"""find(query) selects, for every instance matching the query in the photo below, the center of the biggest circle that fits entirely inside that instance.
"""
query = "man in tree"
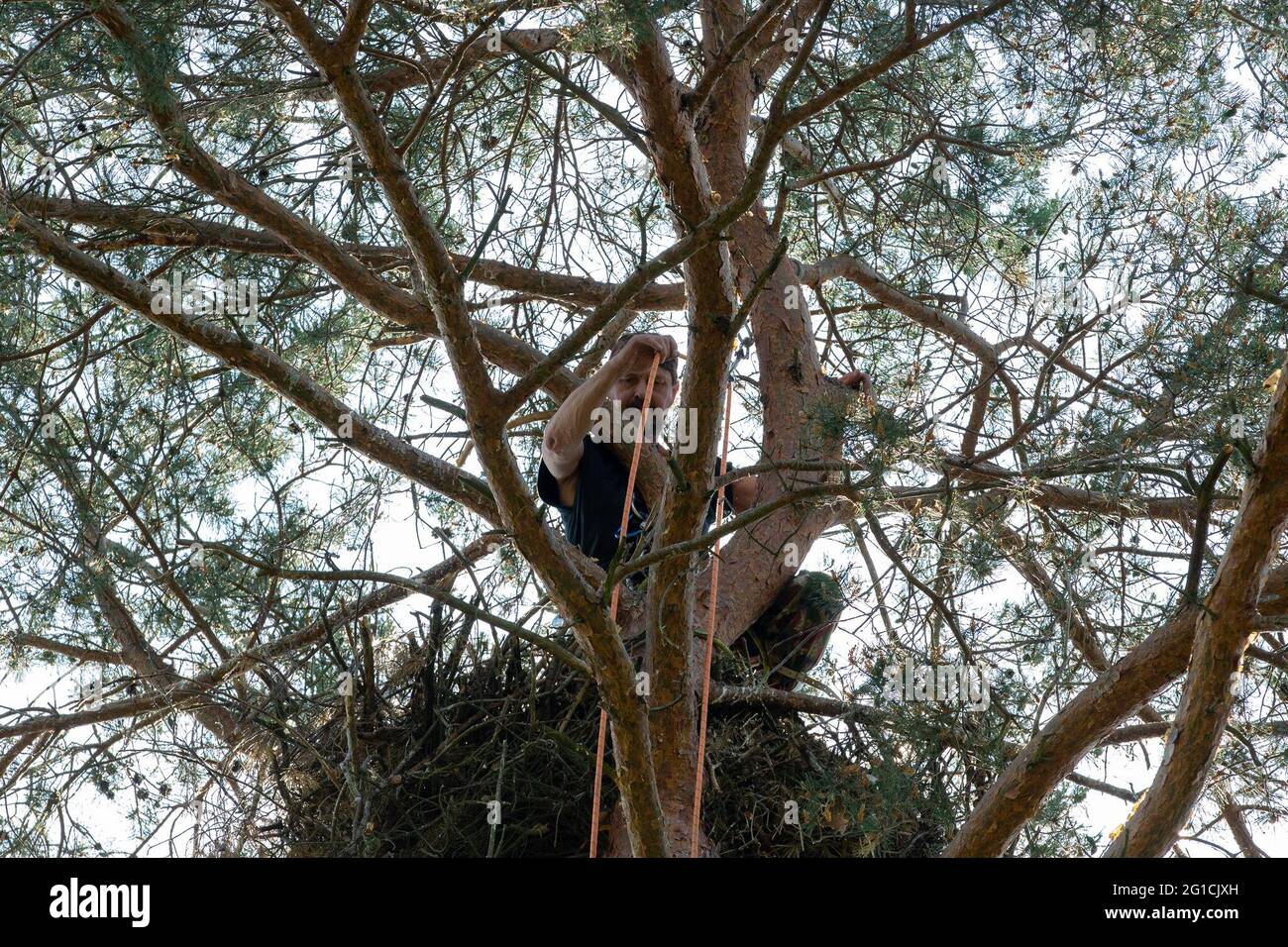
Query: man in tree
(584, 479)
....
▶ [WHAT IS NEEDED] Rewrite all the records with "man in tree" swapped for "man on branch" and nothing else changed. Leave the pictures out.

▶ [FULL OUTPUT]
"""find(query) selects, for every instance matching the query in the photo below, the center of the biggest circle that fits entirely inside that instance.
"""
query = "man on branch"
Query: man on branch
(584, 479)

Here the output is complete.